==== Supplied material
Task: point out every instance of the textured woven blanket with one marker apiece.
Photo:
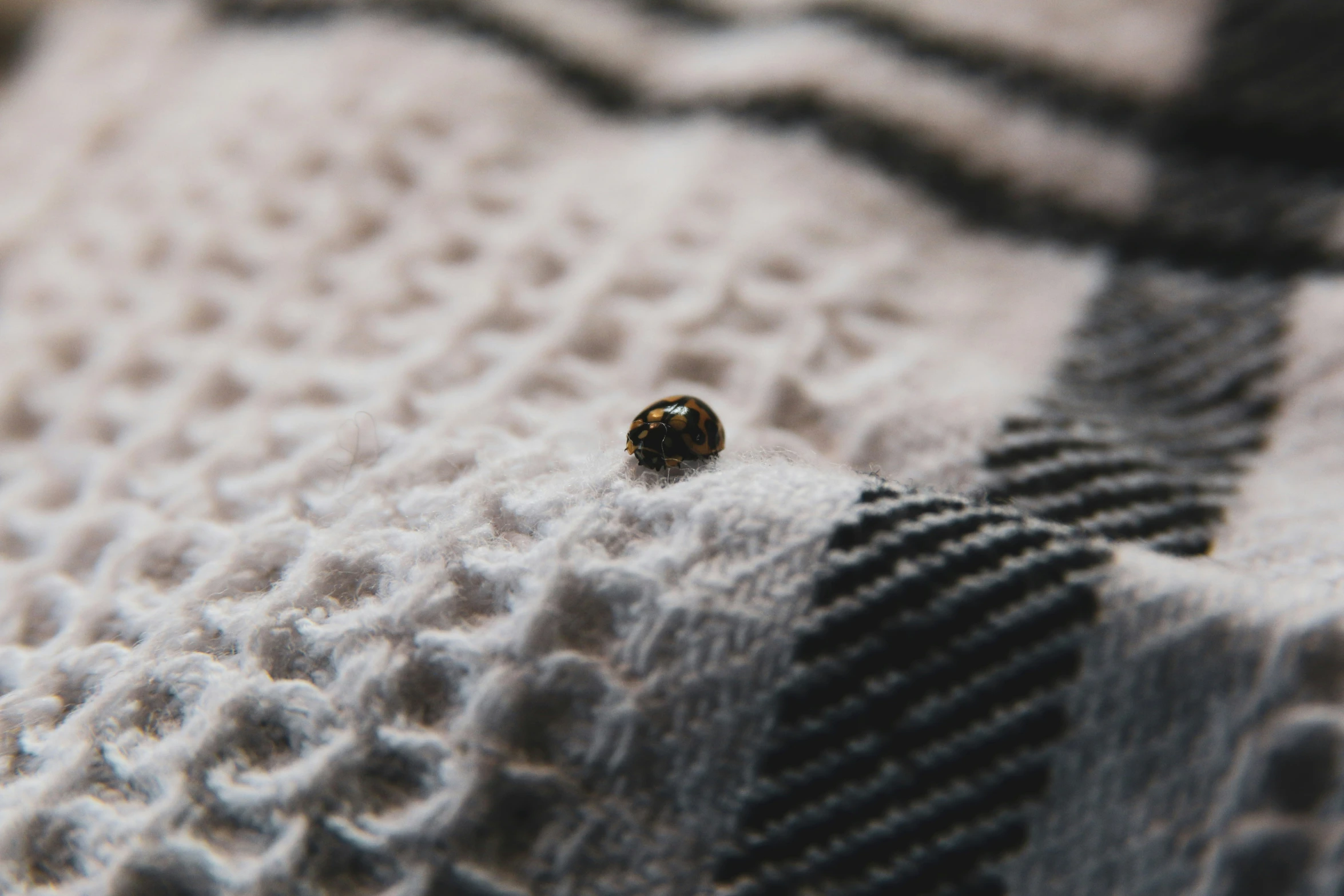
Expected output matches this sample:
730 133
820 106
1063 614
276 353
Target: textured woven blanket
323 567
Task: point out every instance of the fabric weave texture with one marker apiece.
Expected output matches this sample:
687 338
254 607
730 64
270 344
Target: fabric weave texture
323 568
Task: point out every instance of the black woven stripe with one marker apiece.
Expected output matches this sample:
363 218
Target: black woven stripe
922 539
854 640
853 535
1167 389
773 837
916 723
1011 73
980 199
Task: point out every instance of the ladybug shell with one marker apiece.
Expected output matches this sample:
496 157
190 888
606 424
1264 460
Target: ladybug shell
674 432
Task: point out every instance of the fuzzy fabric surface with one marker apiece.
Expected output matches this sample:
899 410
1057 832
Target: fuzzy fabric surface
323 568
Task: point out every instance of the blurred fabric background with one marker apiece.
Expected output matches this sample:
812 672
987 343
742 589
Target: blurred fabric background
323 568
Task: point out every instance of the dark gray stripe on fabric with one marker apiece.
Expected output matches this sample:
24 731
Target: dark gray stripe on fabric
927 692
987 201
1166 390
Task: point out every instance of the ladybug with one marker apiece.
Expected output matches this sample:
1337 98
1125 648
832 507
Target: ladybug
674 432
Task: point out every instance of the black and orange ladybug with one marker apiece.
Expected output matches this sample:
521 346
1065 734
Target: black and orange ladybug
674 432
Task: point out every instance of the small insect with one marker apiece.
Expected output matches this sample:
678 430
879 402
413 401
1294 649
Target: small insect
674 432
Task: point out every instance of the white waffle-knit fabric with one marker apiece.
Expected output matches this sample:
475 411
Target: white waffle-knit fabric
317 348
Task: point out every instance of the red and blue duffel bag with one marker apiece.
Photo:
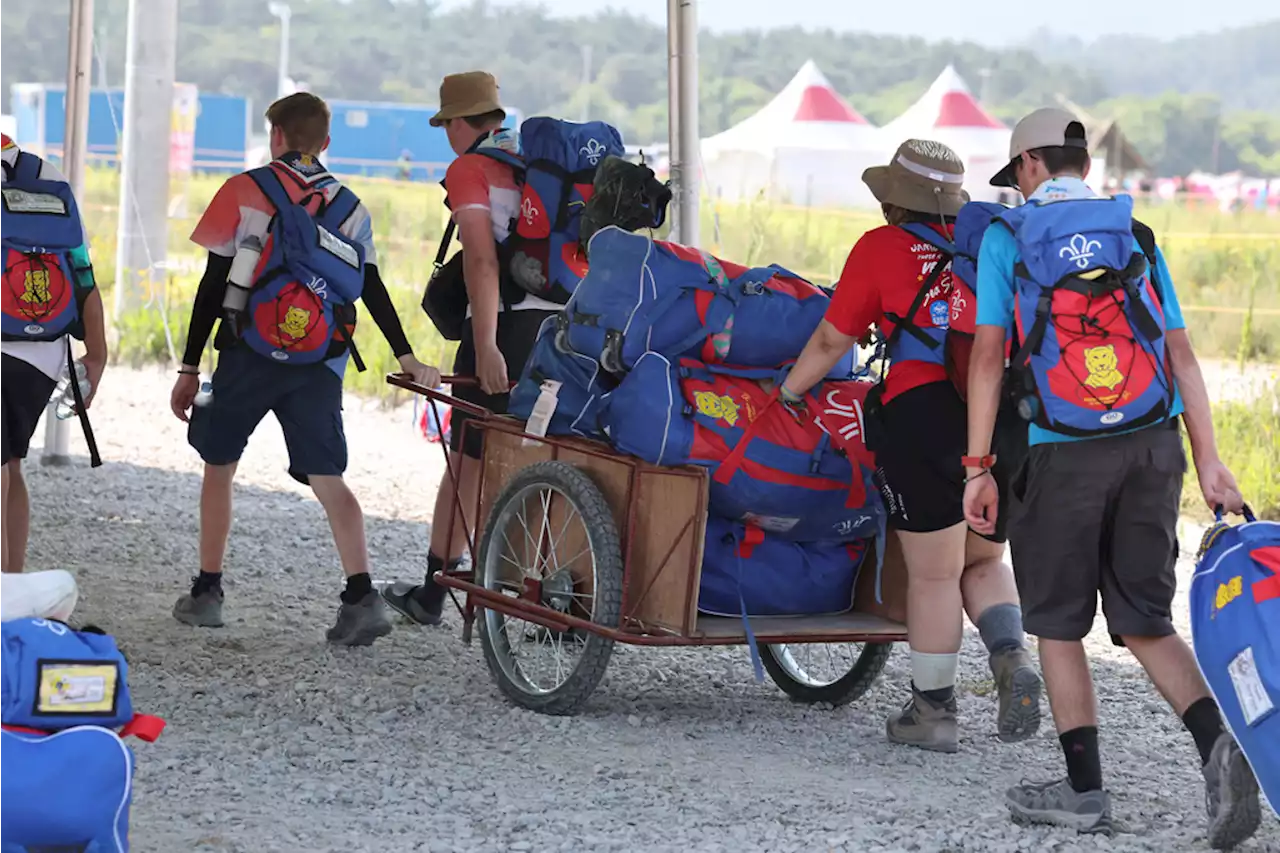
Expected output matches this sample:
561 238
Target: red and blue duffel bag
643 295
67 780
583 392
772 468
748 571
1235 630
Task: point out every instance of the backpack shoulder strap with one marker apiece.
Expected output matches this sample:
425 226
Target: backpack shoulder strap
27 167
923 232
269 182
338 210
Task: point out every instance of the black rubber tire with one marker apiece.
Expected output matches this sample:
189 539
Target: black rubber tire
603 539
850 687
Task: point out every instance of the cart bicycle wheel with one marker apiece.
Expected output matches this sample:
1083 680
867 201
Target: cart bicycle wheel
551 541
832 673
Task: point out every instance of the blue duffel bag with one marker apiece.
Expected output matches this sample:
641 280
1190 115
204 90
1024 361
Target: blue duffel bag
65 772
750 573
1235 630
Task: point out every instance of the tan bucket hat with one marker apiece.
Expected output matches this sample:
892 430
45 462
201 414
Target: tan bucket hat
466 95
924 176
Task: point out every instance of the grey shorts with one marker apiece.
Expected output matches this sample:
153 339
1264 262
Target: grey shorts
1098 516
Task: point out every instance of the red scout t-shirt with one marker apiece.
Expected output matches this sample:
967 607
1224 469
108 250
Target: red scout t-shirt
883 274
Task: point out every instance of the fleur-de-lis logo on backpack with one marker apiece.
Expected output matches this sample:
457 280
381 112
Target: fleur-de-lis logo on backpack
593 151
1079 250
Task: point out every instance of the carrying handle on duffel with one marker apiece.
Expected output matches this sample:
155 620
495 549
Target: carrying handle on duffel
1219 511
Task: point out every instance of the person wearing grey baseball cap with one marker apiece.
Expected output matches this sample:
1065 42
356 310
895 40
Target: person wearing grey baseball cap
1104 368
899 278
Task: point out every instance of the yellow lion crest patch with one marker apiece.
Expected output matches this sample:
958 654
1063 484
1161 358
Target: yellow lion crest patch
295 323
1102 365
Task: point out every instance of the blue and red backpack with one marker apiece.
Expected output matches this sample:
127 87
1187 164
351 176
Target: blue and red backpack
302 305
1235 632
64 714
41 291
805 477
643 295
1089 318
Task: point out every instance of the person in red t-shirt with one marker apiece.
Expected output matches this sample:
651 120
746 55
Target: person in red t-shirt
897 273
499 332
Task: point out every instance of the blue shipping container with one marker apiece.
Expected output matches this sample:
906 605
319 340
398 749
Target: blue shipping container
40 110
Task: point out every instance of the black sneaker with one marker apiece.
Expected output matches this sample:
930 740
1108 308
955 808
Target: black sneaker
360 623
1230 796
201 607
423 603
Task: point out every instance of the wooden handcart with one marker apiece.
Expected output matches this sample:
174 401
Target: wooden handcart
580 547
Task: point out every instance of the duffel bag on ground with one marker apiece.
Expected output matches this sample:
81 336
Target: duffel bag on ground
584 386
1235 630
772 469
649 296
749 571
72 792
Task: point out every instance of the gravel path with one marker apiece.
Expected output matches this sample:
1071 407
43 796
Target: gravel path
278 743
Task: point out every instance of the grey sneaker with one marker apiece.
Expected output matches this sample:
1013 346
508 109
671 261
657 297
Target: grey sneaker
200 607
1230 796
1019 688
1060 804
417 602
361 623
924 724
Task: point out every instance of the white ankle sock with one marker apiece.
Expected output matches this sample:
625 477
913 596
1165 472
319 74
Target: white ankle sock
933 671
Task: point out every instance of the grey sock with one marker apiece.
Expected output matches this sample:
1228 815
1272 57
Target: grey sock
1001 628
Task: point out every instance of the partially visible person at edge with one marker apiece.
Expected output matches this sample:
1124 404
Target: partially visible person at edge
484 199
1098 514
305 398
28 374
950 568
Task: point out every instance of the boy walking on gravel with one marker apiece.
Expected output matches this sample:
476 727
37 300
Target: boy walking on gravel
40 293
284 347
1109 368
498 334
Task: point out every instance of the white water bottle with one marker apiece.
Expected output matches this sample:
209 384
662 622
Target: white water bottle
67 395
241 276
540 419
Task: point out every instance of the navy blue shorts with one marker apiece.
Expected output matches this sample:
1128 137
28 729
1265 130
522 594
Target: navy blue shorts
306 400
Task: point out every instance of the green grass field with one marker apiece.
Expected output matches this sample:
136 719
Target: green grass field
1225 268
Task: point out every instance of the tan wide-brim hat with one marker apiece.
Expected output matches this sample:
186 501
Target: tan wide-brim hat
466 95
923 176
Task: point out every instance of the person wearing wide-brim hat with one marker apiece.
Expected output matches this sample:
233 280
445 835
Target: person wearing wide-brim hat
498 333
920 433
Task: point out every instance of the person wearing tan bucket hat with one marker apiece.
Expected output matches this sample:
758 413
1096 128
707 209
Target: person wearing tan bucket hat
899 278
499 328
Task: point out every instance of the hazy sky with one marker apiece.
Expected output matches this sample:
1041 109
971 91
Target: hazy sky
937 19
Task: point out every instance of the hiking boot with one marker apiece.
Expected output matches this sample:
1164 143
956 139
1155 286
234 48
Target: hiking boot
360 623
1019 688
423 603
1230 794
1060 804
200 607
924 724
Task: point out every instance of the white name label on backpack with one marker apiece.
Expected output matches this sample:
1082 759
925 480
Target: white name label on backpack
33 203
338 247
77 688
1255 702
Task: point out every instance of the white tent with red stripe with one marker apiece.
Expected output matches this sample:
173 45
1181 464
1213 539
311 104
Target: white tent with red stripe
949 113
807 146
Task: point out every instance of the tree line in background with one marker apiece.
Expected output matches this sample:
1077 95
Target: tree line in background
1203 103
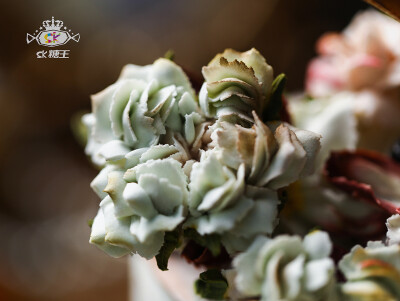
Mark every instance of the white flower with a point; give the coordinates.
(286, 269)
(236, 84)
(146, 106)
(221, 202)
(140, 206)
(233, 186)
(372, 273)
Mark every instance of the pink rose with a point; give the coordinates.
(366, 55)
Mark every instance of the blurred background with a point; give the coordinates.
(45, 198)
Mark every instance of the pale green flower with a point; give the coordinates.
(147, 105)
(286, 269)
(139, 205)
(236, 83)
(372, 273)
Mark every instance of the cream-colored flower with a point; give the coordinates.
(220, 202)
(364, 56)
(274, 155)
(372, 273)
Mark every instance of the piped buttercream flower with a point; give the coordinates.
(364, 56)
(372, 273)
(287, 268)
(274, 154)
(146, 106)
(139, 206)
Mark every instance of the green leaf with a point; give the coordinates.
(171, 242)
(211, 242)
(211, 285)
(274, 107)
(170, 55)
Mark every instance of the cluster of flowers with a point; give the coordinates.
(220, 168)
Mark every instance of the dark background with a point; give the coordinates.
(45, 198)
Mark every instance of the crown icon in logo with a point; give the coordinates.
(52, 34)
(54, 25)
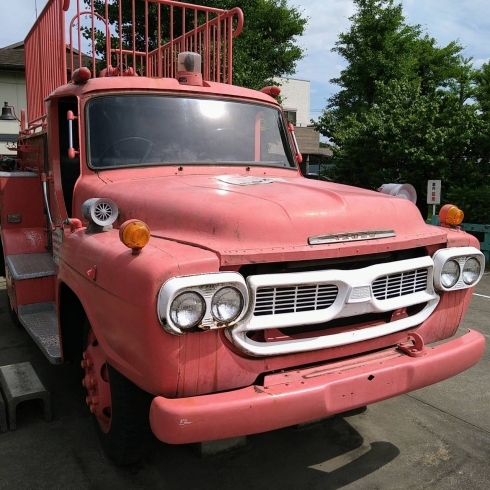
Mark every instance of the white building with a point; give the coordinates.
(12, 92)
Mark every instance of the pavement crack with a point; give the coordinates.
(447, 413)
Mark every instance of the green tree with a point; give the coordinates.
(266, 47)
(404, 112)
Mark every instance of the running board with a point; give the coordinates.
(40, 321)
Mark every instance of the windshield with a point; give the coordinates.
(140, 130)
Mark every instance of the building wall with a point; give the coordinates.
(13, 91)
(295, 96)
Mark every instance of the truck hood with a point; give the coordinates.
(234, 212)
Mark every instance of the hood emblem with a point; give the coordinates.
(352, 236)
(249, 180)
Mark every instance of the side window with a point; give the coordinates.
(70, 167)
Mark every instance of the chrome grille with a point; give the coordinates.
(294, 299)
(401, 284)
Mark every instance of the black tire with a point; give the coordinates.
(125, 431)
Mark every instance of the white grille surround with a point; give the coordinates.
(374, 289)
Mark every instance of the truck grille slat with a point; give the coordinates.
(400, 284)
(273, 301)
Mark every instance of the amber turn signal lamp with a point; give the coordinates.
(134, 234)
(450, 215)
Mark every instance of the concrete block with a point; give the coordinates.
(3, 416)
(19, 382)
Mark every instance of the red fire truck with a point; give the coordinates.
(156, 226)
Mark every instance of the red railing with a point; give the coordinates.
(45, 57)
(207, 31)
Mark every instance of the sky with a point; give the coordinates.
(467, 21)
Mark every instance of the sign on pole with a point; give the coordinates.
(434, 192)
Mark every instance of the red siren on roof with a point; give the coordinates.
(189, 68)
(81, 75)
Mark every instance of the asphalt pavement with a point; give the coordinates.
(434, 438)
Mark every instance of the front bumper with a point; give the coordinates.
(295, 397)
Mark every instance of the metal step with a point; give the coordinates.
(30, 266)
(40, 321)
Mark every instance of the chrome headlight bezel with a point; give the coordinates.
(206, 286)
(460, 255)
(177, 306)
(219, 301)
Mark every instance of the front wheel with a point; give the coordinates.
(120, 408)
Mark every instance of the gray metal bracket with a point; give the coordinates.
(19, 382)
(3, 416)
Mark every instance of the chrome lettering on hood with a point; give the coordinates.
(353, 236)
(238, 180)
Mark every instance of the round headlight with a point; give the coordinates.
(187, 310)
(227, 304)
(450, 274)
(471, 271)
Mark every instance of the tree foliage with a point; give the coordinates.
(266, 48)
(407, 110)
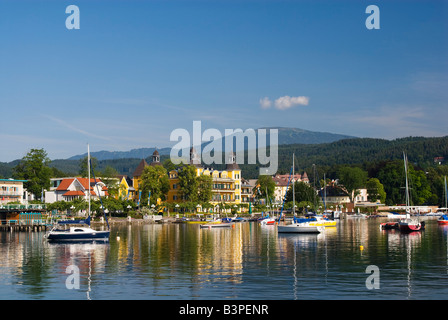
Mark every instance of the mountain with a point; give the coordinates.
(301, 136)
(140, 153)
(285, 136)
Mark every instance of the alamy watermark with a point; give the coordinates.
(256, 147)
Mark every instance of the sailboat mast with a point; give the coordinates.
(88, 175)
(293, 189)
(446, 196)
(407, 183)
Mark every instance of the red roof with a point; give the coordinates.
(74, 193)
(65, 183)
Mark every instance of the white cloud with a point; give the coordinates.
(284, 102)
(265, 103)
(287, 102)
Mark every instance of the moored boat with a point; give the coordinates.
(443, 220)
(72, 230)
(80, 230)
(302, 227)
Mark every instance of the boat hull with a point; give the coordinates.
(217, 225)
(299, 228)
(389, 225)
(410, 226)
(61, 236)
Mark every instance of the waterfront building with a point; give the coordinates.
(136, 177)
(227, 184)
(11, 190)
(125, 188)
(69, 189)
(247, 193)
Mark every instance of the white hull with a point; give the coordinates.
(299, 228)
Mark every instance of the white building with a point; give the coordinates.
(69, 189)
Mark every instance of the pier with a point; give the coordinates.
(26, 218)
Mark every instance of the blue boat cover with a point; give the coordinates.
(301, 220)
(86, 221)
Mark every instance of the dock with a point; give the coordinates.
(27, 218)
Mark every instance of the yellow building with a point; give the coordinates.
(226, 183)
(125, 188)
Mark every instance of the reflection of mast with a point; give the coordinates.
(408, 251)
(89, 278)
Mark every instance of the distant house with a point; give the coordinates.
(125, 187)
(439, 160)
(11, 190)
(69, 189)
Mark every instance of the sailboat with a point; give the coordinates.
(80, 230)
(267, 220)
(443, 220)
(408, 224)
(298, 225)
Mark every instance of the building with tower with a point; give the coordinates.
(226, 183)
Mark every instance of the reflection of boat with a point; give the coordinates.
(301, 227)
(267, 221)
(324, 222)
(443, 220)
(72, 230)
(298, 225)
(76, 230)
(389, 225)
(217, 224)
(408, 224)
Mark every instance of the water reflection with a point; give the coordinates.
(181, 261)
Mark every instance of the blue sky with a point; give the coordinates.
(137, 70)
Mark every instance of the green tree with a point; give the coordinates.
========
▶ [Prompt]: Look above for the line holding "Target: red and blue duffel bag" and the line holding "Task: point out every instance of the blue duffel", then output exactly those two lines and every line between them, nothing more.

▶ [Written reply]:
Target: red and blue duffel bag
643 295
67 780
583 392
772 468
748 571
1235 630
Task: point out every instance of the backpack shoulder strap with one marker apiece.
Expected output matches this sample:
425 226
Target: backpack shoulder strap
27 167
923 232
269 182
338 210
Task: point out every instance of the black rubber tire with one marker apiece.
Expected output matches this sample:
189 539
Target: black rubber tire
603 539
850 687
Task: point out every instance of the cart bicycle wheel with one marker apiece.
Expected output matches this sample:
1083 680
867 201
Target: cart bicycle wheel
551 541
832 673
Task: point out every instance of the blue duffel bag with one marker apiece.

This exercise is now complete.